[Image box annotation records]
%%
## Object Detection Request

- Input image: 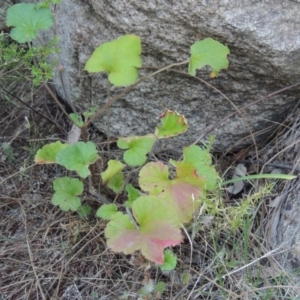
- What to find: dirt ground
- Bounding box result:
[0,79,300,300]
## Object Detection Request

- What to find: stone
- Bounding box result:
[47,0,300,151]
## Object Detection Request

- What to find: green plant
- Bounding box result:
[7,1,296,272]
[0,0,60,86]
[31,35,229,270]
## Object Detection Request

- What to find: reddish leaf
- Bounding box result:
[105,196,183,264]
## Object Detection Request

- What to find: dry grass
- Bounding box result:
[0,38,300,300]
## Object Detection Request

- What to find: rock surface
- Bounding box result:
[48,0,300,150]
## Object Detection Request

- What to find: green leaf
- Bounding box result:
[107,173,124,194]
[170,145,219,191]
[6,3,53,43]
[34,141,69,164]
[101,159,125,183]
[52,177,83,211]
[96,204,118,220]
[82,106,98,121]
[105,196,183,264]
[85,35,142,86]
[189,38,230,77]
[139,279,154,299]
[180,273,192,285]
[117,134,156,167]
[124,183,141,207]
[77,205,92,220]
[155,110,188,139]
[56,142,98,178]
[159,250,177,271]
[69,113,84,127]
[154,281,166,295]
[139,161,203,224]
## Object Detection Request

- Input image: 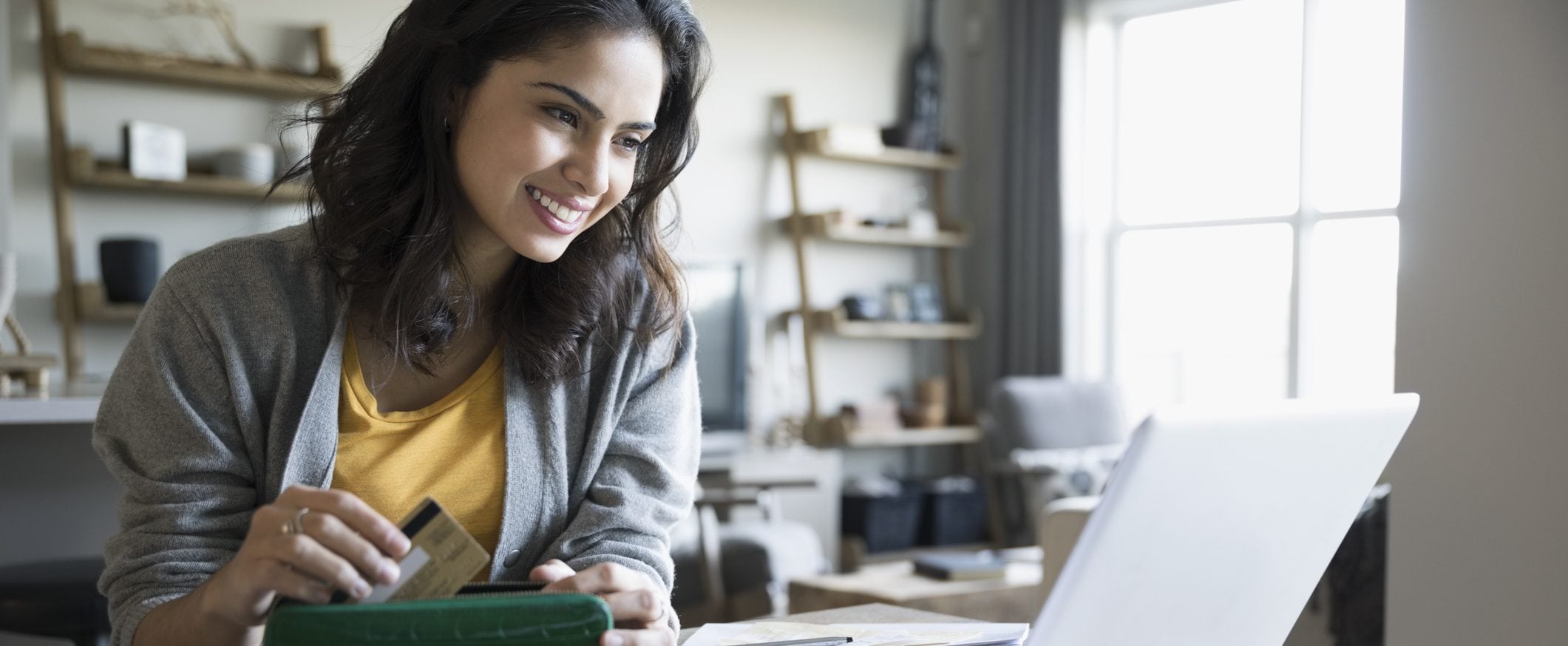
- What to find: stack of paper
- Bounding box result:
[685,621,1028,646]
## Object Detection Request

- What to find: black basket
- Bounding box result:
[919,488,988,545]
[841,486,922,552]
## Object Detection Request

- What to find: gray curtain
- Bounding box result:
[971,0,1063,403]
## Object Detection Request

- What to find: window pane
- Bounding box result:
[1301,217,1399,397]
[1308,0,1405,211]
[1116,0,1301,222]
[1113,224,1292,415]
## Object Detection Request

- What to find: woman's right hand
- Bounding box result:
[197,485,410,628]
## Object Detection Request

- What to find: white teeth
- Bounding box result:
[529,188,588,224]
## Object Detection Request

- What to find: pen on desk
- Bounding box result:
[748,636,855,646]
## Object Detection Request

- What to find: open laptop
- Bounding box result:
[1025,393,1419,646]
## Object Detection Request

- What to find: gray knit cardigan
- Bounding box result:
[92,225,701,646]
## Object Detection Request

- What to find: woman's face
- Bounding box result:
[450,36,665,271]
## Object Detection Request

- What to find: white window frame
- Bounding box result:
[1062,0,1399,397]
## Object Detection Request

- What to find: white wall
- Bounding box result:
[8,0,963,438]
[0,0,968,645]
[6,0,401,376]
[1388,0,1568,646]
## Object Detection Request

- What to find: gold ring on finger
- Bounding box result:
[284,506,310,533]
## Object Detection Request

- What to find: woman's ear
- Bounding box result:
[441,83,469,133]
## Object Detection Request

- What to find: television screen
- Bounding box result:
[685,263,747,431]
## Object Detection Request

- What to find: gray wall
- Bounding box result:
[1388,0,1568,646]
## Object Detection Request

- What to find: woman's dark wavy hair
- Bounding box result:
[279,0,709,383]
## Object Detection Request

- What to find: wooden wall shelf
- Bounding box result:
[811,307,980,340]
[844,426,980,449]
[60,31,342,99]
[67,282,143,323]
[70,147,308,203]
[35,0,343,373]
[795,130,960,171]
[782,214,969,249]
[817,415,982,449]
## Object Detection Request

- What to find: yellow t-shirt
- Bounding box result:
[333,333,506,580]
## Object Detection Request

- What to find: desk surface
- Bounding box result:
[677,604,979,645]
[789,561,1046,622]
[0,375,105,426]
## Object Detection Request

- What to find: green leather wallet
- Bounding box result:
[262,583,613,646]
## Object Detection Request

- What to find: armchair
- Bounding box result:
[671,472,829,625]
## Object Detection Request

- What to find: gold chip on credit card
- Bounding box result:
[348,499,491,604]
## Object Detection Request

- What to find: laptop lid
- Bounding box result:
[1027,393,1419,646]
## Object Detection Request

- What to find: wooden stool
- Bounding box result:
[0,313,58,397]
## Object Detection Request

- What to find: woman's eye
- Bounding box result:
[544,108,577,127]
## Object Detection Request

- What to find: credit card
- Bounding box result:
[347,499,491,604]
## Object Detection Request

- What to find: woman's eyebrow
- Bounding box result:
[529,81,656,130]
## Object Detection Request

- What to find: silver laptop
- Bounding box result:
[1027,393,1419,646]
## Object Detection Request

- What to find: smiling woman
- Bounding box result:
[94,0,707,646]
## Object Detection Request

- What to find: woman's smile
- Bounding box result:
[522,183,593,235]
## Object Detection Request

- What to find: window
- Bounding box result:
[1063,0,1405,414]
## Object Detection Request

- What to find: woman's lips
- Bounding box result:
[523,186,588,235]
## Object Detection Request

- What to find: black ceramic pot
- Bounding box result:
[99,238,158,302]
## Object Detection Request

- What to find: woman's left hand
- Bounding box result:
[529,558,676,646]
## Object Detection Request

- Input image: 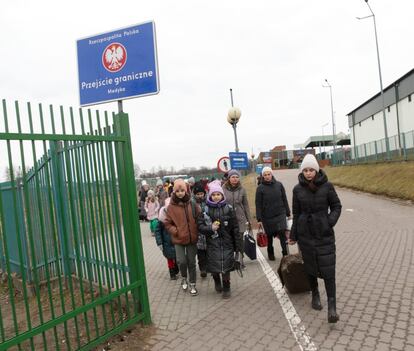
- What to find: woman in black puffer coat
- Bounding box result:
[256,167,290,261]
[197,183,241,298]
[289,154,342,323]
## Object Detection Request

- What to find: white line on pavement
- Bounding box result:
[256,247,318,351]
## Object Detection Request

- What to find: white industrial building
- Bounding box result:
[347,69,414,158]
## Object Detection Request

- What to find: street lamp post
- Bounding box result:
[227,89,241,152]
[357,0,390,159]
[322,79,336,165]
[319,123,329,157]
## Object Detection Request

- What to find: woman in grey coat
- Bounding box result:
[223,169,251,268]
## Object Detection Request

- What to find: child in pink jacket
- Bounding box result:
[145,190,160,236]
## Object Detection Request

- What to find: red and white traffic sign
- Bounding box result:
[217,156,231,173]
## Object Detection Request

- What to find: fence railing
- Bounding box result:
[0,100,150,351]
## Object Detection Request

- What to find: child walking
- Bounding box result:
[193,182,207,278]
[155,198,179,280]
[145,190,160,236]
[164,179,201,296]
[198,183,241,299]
%%
%%
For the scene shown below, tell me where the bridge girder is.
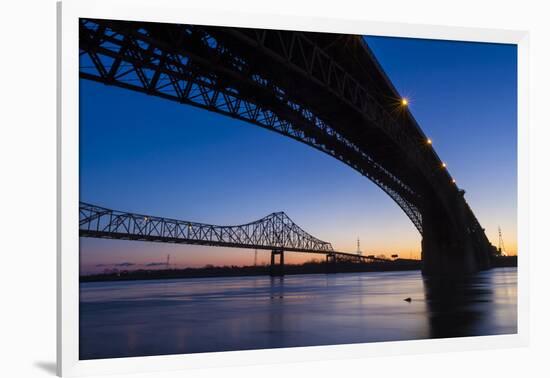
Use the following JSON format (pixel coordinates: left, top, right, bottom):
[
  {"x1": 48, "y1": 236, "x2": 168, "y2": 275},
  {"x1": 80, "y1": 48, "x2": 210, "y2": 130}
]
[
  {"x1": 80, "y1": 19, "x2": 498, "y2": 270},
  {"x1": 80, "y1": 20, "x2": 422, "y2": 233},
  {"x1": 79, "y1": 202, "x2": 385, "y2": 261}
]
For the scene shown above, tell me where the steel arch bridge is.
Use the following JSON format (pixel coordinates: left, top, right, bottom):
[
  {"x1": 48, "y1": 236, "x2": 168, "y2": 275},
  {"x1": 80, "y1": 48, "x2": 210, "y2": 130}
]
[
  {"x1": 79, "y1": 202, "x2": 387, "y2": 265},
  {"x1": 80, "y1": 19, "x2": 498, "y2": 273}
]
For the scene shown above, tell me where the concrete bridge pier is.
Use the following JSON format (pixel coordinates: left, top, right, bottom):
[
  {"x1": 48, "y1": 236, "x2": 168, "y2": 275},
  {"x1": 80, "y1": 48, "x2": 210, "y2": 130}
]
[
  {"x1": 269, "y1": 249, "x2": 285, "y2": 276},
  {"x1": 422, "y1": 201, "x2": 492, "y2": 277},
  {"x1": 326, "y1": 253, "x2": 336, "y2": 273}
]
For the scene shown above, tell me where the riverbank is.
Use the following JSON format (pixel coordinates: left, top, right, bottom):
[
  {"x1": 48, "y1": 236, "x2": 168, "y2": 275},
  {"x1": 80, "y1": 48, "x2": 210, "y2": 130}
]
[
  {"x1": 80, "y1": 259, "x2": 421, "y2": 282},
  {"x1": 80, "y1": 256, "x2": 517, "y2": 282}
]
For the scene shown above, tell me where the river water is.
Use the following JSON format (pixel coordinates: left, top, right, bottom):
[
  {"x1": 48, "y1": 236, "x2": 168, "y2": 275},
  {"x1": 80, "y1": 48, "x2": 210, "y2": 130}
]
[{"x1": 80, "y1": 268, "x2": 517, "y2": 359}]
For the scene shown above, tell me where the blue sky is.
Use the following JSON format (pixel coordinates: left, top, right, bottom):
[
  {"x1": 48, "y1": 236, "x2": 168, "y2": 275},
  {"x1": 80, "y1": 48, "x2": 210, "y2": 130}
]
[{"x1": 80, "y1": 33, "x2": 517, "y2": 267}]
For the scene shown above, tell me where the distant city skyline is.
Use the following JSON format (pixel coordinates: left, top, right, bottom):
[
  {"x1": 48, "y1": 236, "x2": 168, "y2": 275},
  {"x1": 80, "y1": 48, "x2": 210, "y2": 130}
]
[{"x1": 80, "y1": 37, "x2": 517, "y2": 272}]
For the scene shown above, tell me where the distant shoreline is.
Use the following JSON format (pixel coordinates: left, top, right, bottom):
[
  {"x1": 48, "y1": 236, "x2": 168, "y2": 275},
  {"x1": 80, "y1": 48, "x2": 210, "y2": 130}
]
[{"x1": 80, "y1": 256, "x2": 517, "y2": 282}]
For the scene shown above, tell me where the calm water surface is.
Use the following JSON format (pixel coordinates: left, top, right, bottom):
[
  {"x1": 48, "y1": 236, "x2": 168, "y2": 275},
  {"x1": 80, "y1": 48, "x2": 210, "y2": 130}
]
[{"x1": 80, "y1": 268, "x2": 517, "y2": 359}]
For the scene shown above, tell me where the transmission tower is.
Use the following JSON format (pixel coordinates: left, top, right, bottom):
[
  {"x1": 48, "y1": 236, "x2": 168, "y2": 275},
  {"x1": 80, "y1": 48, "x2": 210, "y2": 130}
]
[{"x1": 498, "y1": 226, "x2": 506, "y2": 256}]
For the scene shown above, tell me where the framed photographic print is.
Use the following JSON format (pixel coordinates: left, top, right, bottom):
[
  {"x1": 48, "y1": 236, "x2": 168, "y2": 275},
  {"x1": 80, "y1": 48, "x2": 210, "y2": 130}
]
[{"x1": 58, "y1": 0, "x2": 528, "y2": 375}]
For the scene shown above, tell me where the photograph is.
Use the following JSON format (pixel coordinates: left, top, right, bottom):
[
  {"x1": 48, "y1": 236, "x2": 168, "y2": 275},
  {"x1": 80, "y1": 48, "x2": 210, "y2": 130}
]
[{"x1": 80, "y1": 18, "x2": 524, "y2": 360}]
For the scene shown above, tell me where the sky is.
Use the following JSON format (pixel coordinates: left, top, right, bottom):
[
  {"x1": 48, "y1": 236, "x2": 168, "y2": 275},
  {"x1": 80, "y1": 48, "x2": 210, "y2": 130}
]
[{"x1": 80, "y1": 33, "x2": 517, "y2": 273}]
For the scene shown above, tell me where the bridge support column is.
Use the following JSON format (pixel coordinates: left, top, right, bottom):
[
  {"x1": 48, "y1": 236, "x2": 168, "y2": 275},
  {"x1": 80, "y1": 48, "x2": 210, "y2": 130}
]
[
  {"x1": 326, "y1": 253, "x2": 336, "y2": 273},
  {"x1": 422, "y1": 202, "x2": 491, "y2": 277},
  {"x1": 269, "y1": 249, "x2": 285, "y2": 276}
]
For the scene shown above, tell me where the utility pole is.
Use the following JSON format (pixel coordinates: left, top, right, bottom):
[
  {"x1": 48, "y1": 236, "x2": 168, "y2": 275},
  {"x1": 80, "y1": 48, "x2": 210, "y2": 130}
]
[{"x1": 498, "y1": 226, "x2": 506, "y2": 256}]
%%
[Work to do]: Count the lines of the data above that contain the string "wooden", treating uppercase and lowercase as different, and give only the number.

[Final result]: 2